Category: Provincial Politics

It’s like a long race on turf.

October 16, 2017 by Peter Lowry

The next Ontario general election is scheduled to be held June 7, 2018. This race will be like a mile and a half on the turf track and requires horses with great endurance and energy. That makes it the time for the old and tired to retire. And that is what is happening with all parties at Queen’s Park.

As the largest party among the incumbents, the Liberals are expected to have the highest turnover.  The noisiest of the changes are among the contested nominations for the Progressive Conservative Party. The quiet changes are among the New Democratic Party which has already lost its deputy leader because he knew this branch of the party is going nowhere.

There is no question that the Queen’s Park Liberals need turnover. After 14 years in power, the party has promises to keep, legacies to earn. Neither Toronto’s Brad Duguid nor Glen Murray will be missed in cabinet or in Ontario politics. Nor do the Liberals need to keep dragging the anchor of Deb Matthews from London. The older Liz Sandals will be missed though for the calming and knowledge she brought to the education portfolio.

RAW DATA:

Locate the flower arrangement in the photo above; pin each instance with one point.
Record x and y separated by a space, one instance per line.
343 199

WHAT TO DO: Extend the column on the 2018 Ontario election, picking up right after its last sentence.

ANSWER BELOW:
The conflict for Premier Wynne is that she needs to hold on to every MPP in her caucus who looks like he or she can hold their riding. There are no guarantees with the shake up in electoral district boundaries. And there is always lots of time after an election for recriminations.

Sure, Wynne should have resigned in the past year and given a new, younger leader a chance. There is no more time for that speculation. Win or lose, Wynne is what the Liberals have to offer. Hopefully there will be a comer among the younger Liberal MPPs.

But like the last election, Wynne’s strengths are experience, position and the lack of effective opposition. Not that the Conservatives are not going to continue to tear at her like a pack of wild dogs. She is no fool and she is street smart. They have no idea of what will bring her down.

If this were a turf contest at Woodbine Racetrack, none of the party leaders would be leading the pack. None of the three are good for the distance. The voters want better and deserve better.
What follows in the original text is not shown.